* WORK REQUIRED: From the data below, set down exactly the lines between the one holding "[outline] dark water surface" and the one holding "[outline] <item>pale rocky soil</item>", inclusive, and no others.
----- RECORDED INFORMATION
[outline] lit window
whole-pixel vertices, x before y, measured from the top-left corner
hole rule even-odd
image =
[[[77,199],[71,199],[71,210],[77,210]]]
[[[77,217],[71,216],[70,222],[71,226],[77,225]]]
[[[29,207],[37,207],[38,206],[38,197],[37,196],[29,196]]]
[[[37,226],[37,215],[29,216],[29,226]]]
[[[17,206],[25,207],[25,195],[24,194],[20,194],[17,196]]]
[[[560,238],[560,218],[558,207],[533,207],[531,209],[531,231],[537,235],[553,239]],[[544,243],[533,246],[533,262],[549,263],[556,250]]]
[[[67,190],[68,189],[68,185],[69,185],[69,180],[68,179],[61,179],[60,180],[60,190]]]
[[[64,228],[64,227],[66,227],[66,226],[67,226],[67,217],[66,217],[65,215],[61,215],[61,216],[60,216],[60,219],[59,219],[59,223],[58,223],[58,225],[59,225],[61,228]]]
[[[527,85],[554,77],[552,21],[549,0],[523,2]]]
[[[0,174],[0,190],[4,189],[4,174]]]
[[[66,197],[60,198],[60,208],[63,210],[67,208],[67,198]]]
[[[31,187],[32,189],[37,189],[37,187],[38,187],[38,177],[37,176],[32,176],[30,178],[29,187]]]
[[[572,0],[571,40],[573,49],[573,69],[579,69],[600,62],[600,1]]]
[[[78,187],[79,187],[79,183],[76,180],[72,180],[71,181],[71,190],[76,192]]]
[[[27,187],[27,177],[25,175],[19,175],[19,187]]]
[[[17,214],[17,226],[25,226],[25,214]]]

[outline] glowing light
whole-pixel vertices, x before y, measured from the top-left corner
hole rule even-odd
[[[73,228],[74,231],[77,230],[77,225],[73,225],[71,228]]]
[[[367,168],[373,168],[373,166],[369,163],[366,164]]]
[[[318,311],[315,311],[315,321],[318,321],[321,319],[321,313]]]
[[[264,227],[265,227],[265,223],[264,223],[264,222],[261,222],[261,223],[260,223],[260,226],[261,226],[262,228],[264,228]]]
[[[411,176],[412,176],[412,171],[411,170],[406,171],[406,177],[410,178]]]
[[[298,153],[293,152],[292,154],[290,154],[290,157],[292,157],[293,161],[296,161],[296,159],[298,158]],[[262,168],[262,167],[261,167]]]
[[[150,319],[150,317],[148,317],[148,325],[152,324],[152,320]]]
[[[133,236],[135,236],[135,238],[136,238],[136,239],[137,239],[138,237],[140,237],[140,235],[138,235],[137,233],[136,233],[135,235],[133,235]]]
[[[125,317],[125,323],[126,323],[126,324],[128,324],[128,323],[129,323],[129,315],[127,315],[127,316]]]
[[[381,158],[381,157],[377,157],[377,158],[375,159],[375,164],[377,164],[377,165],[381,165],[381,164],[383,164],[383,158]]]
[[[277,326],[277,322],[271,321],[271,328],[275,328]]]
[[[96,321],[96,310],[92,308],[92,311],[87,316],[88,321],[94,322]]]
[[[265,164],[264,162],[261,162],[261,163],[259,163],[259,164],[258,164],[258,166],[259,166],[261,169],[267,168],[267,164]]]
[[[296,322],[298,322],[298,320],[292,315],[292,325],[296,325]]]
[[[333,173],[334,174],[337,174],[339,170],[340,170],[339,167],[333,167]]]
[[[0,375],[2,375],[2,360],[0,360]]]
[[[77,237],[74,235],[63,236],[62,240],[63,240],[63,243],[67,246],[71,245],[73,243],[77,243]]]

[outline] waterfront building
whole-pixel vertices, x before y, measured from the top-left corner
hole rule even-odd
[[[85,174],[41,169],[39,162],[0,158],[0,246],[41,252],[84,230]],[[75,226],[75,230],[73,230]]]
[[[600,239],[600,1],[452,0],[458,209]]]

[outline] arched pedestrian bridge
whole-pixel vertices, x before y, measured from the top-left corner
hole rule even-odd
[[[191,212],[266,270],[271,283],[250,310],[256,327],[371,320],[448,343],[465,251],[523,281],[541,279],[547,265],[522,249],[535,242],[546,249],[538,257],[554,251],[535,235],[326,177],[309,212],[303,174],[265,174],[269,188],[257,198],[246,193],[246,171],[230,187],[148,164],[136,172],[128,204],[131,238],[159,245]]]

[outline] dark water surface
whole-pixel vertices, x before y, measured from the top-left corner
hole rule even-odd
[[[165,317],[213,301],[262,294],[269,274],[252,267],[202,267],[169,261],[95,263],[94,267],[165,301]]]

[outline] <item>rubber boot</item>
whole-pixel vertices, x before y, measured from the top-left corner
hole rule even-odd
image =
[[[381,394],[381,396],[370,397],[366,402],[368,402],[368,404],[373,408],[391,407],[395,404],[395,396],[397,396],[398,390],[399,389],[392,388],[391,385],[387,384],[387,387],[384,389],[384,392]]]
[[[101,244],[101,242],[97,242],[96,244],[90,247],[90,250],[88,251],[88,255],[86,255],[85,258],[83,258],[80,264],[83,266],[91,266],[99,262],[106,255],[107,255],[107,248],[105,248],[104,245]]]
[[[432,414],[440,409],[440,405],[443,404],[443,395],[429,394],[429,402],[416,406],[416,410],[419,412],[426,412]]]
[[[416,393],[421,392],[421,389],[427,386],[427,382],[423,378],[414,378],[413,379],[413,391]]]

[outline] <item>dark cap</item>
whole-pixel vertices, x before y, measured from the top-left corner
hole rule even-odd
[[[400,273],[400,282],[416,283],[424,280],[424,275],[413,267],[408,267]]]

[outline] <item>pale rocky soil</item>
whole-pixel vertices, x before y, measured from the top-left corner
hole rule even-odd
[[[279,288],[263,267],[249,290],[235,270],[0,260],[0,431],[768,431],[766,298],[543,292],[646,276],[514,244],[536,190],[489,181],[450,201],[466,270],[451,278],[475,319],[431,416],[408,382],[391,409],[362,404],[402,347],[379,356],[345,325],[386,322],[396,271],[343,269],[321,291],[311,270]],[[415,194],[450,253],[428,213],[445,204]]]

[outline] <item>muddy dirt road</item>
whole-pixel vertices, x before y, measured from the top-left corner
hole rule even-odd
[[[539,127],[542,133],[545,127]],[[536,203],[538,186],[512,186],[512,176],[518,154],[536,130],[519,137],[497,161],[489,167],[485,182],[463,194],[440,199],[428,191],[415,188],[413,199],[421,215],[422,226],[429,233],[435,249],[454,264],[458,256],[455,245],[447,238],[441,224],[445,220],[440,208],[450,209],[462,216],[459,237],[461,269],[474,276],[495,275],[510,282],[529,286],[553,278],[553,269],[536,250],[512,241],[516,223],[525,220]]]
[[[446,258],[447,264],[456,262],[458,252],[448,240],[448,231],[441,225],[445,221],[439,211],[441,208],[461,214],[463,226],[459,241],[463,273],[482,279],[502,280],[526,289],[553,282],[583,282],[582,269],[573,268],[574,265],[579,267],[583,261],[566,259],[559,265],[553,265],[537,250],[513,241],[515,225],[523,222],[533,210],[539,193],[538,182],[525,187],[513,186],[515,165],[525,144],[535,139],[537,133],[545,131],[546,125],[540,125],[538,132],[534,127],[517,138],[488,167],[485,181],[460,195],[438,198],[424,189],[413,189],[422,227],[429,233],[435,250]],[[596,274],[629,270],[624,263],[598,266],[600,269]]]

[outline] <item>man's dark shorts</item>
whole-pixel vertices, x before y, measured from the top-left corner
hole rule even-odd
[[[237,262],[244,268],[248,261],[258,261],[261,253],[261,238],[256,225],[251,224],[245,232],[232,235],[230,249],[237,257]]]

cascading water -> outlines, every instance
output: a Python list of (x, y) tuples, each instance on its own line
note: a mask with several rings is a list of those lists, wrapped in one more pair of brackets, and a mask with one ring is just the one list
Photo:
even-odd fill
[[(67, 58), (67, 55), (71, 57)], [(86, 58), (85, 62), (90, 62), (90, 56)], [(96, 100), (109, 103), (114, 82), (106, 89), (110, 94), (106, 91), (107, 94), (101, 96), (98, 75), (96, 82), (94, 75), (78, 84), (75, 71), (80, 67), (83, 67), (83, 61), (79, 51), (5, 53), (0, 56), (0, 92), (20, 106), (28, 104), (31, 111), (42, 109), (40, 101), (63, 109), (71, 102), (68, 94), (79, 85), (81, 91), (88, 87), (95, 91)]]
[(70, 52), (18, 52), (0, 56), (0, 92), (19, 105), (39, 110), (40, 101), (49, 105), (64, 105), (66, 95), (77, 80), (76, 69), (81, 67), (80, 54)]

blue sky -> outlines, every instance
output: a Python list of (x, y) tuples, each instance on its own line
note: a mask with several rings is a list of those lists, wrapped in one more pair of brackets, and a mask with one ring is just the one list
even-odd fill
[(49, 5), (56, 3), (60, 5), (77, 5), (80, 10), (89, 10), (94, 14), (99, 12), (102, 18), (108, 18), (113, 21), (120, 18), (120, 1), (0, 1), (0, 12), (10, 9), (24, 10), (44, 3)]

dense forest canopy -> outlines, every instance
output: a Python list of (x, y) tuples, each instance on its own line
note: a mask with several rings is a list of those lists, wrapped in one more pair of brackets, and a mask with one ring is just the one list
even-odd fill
----------
* RESPONSE TO THIS TASK:
[outline] dark water surface
whole-pixel vertices, x before y, measured from the top-left corner
hole rule even-odd
[[[165,317],[213,301],[262,294],[269,274],[252,267],[202,267],[169,261],[95,263],[94,267],[165,301]]]

[outline] <item>rubber boot</item>
whole-pixel vertices, x before y, measured from the top-left corner
hole rule even-odd
image =
[[[381,394],[381,396],[370,397],[366,402],[368,402],[368,404],[373,408],[391,407],[395,404],[395,396],[397,396],[398,390],[399,389],[392,388],[391,385],[387,384],[387,387],[384,389],[384,392]]]
[[[101,244],[101,242],[97,242],[96,244],[90,247],[90,250],[88,251],[88,255],[86,255],[85,258],[83,258],[80,264],[83,266],[91,266],[99,262],[106,255],[107,255],[107,248],[105,248],[104,245]]]
[[[432,414],[440,409],[440,405],[443,404],[443,395],[429,394],[429,402],[416,406],[416,410],[419,412],[426,412]]]
[[[416,393],[421,392],[421,389],[427,386],[427,382],[423,378],[414,378],[413,379],[413,391]]]

[outline] <item>dark cap</item>
whole-pixel vertices, x before y, measured from the top-left corner
hole rule even-odd
[[[400,273],[400,282],[416,283],[424,280],[424,275],[413,267],[408,267]]]

[outline] <item>pale rocky soil</item>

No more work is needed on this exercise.